§ **Aufgabenliste**:
• a. Liste alle Fälle auf, die im Lesetext mit „Wenn“ eingeleitet werden, und nenne zu jedem die dort angegebene Folge.
• b. Zähle, in wie vielen Zeilen der Datensätze die Zeichenfolge „yarn“ vorkommt, wobei Groß- und Kleinschreibung zu beachten ist. Gib nur die Zahl an.

___ Lesetext ___

Wäre hilfreich, wenn du die Exception posten könntest.
Wenn es eine ArrayIndexOutOfBoundsException ist, hast du wahrscheinlich kein Argument übergeben, das in Zeile 13 aber notwendig ist.

Wenn du eine NumberFormatException erhälst, dann ist das Argument entwedr keine Zahl oder eine Zahl, die grösser als 2 Mrd ist, und deshalb nicht in einen Integer verwandelt werden kann.

Wenn du keine Exception erhalten würdest, würdest du in einer Endlos-Schleife stecken bleiben


----------



## Neondream (2. Jan 2010)

Dankeschön 

habe echt vergessen etwas einzugeben :lol:

bekomme auch immerhin keinen runtime error mehr raus....
allerdings arbeitet das programm ewig und es kommt gar nichts bei raus ???:L
quasi hat es sich aufgehangen bis ich auf abrechen gehe bei eclipse

habe s mit 5 und 15 versucht 

weitere hilfe wäre schön


----------



## javimka (2. Jan 2010)

___ Datenauszug ___

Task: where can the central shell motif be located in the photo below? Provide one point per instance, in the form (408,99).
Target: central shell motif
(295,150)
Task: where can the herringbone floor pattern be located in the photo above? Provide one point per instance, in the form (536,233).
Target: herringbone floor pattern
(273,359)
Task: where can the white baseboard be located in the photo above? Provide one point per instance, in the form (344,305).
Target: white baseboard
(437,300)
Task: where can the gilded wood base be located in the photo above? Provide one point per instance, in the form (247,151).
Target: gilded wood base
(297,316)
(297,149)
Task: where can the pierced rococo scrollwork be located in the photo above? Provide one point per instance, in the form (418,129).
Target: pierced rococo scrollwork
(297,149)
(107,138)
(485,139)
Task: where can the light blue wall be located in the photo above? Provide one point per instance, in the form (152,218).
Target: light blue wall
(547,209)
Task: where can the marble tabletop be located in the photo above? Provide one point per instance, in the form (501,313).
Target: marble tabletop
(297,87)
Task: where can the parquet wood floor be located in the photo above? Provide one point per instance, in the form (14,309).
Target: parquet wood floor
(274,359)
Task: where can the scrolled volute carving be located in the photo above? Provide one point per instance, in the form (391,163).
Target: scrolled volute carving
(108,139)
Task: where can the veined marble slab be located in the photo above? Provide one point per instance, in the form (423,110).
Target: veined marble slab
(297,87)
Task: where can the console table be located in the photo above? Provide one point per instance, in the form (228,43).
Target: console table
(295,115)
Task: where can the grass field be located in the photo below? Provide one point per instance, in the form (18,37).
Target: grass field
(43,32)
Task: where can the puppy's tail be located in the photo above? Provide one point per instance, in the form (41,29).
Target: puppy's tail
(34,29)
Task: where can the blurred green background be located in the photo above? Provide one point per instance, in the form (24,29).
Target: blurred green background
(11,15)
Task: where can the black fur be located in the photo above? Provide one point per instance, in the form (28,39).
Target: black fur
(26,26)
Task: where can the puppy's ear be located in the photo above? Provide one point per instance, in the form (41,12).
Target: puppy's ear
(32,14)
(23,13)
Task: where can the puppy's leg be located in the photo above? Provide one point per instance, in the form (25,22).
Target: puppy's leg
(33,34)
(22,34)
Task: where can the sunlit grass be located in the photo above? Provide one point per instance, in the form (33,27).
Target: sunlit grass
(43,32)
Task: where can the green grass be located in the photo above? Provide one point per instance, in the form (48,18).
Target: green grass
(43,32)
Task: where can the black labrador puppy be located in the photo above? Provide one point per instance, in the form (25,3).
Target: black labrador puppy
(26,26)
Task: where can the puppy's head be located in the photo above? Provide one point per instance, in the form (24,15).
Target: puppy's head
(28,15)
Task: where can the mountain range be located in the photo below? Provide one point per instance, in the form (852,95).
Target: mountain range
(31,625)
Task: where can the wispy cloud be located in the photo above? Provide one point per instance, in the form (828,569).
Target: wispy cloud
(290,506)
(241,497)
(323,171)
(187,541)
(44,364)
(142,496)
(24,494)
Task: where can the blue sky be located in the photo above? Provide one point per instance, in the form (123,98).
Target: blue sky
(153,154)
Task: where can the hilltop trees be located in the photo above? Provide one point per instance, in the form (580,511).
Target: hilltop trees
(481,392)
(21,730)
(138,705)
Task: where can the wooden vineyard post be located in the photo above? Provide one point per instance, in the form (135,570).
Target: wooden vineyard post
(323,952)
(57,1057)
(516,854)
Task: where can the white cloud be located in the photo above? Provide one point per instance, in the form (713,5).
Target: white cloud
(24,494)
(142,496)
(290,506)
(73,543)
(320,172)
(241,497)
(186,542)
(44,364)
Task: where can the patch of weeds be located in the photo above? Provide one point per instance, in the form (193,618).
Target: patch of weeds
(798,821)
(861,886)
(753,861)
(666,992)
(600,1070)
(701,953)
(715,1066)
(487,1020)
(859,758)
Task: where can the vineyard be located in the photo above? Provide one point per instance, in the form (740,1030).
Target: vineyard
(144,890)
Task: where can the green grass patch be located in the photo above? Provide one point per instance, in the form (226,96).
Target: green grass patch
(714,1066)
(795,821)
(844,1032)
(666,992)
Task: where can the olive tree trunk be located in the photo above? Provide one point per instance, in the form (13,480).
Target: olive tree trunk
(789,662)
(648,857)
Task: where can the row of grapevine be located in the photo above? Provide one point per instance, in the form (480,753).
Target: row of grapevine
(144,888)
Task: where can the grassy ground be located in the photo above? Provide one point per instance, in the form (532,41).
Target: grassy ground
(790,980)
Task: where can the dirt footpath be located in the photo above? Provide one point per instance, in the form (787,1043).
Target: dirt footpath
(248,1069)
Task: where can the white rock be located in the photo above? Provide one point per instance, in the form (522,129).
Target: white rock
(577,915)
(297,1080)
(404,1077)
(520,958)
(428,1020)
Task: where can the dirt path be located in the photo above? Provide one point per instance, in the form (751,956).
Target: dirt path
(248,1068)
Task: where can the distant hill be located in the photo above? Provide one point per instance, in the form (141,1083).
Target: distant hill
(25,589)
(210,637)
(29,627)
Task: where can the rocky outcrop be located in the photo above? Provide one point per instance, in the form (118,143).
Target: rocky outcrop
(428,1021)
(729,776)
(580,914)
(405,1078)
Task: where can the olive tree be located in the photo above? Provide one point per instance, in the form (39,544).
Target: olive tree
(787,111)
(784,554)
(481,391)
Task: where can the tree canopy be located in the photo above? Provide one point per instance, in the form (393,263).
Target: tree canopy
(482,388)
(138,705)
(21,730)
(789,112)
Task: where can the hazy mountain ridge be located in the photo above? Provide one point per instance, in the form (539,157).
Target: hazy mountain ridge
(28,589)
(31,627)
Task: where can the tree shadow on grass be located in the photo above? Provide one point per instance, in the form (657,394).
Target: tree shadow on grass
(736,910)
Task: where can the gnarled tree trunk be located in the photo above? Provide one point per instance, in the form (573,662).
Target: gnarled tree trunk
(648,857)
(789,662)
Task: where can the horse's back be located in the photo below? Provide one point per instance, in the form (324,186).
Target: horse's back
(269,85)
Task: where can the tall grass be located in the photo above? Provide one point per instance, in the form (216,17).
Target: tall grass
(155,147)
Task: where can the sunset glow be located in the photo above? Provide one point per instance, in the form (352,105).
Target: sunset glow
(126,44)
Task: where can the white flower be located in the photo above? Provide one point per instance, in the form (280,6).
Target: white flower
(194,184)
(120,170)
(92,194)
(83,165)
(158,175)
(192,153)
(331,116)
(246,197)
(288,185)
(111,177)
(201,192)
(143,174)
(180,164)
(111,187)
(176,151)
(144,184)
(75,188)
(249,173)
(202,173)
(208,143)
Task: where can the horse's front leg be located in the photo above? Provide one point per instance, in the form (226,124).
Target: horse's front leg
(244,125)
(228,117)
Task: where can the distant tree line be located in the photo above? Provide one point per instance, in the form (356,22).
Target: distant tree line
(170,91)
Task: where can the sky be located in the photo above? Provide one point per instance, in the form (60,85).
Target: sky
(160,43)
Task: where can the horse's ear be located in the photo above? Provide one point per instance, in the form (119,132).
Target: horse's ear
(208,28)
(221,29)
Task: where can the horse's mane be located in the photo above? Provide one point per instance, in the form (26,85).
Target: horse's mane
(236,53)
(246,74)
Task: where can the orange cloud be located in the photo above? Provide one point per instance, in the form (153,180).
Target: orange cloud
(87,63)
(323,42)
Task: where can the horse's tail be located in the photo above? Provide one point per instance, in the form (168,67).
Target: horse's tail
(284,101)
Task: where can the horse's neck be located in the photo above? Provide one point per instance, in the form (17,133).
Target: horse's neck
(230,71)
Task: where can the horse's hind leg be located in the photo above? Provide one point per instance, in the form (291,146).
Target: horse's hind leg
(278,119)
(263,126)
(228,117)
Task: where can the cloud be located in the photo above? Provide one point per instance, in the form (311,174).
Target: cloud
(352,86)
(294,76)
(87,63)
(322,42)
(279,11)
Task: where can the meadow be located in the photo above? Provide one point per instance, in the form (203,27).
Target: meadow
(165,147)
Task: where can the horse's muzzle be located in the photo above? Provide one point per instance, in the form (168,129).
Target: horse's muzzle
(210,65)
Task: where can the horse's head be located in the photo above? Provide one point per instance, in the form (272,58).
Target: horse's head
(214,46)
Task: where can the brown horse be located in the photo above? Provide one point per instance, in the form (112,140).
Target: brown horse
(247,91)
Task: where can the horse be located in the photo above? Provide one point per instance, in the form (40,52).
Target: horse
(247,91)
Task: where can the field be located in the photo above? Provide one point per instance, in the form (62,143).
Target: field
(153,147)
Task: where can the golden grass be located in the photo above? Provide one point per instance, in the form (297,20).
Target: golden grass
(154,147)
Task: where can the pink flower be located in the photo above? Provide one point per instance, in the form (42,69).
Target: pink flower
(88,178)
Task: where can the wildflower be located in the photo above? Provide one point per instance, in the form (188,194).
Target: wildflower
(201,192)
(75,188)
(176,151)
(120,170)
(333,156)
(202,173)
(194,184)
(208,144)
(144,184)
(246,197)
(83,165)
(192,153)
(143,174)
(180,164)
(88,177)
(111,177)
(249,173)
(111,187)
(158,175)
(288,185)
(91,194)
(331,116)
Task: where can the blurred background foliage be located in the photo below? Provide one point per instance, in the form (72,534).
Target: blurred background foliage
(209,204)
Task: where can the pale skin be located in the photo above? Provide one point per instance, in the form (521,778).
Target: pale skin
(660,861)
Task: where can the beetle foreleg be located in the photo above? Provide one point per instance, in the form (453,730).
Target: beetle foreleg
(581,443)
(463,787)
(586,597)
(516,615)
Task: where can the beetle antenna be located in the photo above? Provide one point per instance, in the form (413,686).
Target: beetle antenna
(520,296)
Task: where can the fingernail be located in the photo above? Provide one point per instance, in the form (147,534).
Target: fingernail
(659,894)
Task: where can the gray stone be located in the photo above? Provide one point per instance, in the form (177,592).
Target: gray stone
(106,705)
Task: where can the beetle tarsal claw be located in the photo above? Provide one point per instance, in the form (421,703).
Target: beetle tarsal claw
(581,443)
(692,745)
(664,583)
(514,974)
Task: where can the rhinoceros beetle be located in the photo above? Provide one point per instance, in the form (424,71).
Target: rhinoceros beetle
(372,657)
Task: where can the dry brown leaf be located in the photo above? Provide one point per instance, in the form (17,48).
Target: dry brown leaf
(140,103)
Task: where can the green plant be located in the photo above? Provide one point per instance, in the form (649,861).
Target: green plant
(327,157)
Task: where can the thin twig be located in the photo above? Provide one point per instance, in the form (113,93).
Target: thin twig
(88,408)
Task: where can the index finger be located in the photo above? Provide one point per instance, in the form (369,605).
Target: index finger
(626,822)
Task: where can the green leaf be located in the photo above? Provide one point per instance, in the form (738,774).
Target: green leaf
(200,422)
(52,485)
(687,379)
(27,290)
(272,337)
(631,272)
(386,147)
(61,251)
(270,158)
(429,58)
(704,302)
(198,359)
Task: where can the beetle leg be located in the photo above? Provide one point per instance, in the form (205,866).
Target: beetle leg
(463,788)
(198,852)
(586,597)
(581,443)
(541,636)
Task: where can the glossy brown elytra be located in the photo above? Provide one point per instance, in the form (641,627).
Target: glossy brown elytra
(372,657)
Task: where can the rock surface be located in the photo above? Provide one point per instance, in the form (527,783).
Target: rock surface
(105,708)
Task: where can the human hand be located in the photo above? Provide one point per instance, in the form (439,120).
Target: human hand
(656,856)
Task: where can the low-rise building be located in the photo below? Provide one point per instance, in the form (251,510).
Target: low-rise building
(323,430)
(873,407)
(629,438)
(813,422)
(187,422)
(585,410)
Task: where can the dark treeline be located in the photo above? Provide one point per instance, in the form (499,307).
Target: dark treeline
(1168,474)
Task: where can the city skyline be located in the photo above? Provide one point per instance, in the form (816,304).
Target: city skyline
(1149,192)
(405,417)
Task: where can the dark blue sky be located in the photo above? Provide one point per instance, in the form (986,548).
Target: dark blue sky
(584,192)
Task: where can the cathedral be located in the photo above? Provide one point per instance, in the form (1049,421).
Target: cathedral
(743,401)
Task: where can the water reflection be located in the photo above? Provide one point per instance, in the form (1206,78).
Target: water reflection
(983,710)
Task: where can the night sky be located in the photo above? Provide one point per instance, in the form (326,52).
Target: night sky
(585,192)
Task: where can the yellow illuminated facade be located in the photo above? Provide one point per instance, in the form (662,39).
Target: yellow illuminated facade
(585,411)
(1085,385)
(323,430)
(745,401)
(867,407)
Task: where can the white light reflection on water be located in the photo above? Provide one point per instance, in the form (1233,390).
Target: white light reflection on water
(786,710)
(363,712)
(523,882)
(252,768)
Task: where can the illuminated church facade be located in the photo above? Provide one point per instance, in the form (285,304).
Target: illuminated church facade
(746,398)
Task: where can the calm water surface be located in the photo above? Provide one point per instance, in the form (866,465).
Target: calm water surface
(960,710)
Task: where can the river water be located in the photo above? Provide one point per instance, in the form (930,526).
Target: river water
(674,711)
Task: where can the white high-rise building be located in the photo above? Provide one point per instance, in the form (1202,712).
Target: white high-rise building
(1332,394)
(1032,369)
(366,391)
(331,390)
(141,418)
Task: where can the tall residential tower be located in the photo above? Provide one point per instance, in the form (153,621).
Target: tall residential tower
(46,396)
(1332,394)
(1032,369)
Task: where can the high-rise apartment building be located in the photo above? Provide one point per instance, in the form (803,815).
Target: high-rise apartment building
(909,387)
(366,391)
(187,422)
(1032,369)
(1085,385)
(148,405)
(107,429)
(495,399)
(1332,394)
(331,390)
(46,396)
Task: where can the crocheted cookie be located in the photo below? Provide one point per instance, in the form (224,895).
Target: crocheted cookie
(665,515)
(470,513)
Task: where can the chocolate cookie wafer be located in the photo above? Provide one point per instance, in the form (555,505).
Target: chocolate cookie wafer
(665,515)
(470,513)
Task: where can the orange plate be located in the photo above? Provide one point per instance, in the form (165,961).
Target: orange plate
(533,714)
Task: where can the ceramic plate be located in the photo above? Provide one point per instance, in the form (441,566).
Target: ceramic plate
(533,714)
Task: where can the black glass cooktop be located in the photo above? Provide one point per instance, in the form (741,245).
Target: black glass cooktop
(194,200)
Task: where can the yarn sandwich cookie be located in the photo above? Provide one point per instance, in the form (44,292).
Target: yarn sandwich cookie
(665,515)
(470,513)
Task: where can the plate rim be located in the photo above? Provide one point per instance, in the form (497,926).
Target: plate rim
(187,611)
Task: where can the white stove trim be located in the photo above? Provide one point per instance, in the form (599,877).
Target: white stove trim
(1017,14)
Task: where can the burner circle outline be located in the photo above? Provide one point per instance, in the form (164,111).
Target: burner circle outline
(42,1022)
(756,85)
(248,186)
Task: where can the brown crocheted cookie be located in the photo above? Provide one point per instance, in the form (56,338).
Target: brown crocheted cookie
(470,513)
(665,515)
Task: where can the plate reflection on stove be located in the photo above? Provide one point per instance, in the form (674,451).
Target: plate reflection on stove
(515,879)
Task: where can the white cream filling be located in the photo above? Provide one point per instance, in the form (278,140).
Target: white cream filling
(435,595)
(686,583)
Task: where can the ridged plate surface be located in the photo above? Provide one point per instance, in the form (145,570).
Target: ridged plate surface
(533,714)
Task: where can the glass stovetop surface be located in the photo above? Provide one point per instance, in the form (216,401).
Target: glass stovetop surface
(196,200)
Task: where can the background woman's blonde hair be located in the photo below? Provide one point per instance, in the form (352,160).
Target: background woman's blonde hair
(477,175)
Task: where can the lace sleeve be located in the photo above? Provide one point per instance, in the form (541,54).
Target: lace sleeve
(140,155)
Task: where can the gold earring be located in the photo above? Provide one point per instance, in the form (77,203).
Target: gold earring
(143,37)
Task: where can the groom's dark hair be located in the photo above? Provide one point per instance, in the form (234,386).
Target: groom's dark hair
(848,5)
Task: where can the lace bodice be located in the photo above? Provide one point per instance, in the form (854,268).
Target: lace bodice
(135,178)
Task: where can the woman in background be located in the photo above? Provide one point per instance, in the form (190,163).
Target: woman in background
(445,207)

___

§ **Antworten je Aufgabe**:
• a.
- Eine ArrayIndexOutOfBoundsException tritt auf: Wahrscheinlich wurde kein Argument übergeben, das in Zeile 13 aber notwendig ist.
- Eine NumberFormatException tritt auf: Das Argument ist entweder keine Zahl oder eine Zahl größer als 2 Mrd und kann deshalb nicht in einen Integer verwandelt werden.
- Es tritt keine Exception auf: Man würde in einer Endlos-Schleife stecken bleiben.

• b. 2